Requirements: Extract the lines below word for word, leaving out the pictures.

Given data:

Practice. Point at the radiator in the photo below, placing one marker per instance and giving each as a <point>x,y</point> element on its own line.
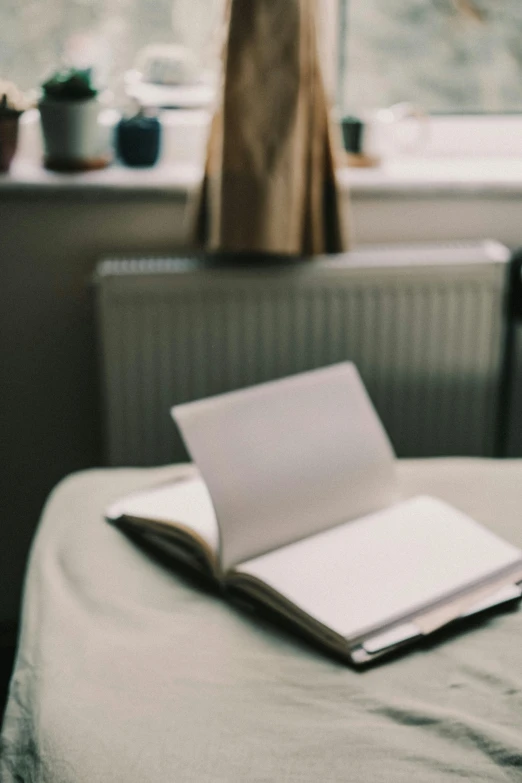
<point>424,324</point>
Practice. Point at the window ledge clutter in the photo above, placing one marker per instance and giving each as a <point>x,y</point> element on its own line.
<point>12,106</point>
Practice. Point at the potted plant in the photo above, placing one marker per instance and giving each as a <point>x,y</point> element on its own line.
<point>73,138</point>
<point>12,105</point>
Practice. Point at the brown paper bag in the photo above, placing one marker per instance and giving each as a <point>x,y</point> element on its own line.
<point>269,184</point>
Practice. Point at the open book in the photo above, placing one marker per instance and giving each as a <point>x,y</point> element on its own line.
<point>295,505</point>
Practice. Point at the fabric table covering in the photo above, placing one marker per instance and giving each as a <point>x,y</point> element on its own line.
<point>131,671</point>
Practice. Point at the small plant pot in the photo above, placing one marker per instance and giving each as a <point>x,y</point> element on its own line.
<point>8,139</point>
<point>138,140</point>
<point>72,136</point>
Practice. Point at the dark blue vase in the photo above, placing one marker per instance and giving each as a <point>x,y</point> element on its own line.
<point>138,140</point>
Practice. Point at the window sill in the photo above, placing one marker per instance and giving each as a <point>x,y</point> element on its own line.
<point>399,177</point>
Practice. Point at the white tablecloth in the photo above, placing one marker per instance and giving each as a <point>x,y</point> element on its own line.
<point>128,671</point>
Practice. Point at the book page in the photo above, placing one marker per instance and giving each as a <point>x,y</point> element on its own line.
<point>383,568</point>
<point>184,502</point>
<point>289,458</point>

Response:
Practice. Point at the radiator in the photo below, placing one marker per instance and giving each as a <point>x,y</point> element on its own line.
<point>424,324</point>
Practice. Point at the window ledge clutter in the photo above, placing one marker per instance and giving each as a <point>x,y</point> element on its own line.
<point>12,106</point>
Practice. Point at the potted plant in the photo above, placing one marker per instance and giving each as a <point>x,y</point> element on its own line.
<point>73,138</point>
<point>12,105</point>
Practice. Point at the brown paper bag in the photo above, placing one marker per instance and giving each as a <point>x,y</point> element on its own line.
<point>269,184</point>
Practice. Point at the open book in the photo above, placing one marker per instance and giving each as a <point>x,y</point> element on its own line.
<point>295,505</point>
Practice. Point at the fabric table covering in the photo above, placing one marker per instance and giving each as a <point>x,y</point> element on its own line.
<point>131,671</point>
Practice. Point at the small plant pot in the photo above, placing one marker per instance and giving each as a <point>x,y</point> element on its own line.
<point>8,139</point>
<point>138,140</point>
<point>72,136</point>
Practice. Point at the dark blue vase in the photo above, placing one marker per instance and giving each as a <point>x,y</point> element on its own line.
<point>138,140</point>
Practice. Point at the window sill in the photo above, placing one marker per instance and giving each as a <point>x,y</point> element on its own line.
<point>399,177</point>
Practice. Point at the white tablecloth in the photo above, placing one marker per instance and giving each as a <point>x,y</point> element on its own line.
<point>128,671</point>
Practice. Point at the book page in the photo above, placing one marker per instance and giving each as a <point>x,y</point> element on its own line.
<point>383,568</point>
<point>184,502</point>
<point>289,458</point>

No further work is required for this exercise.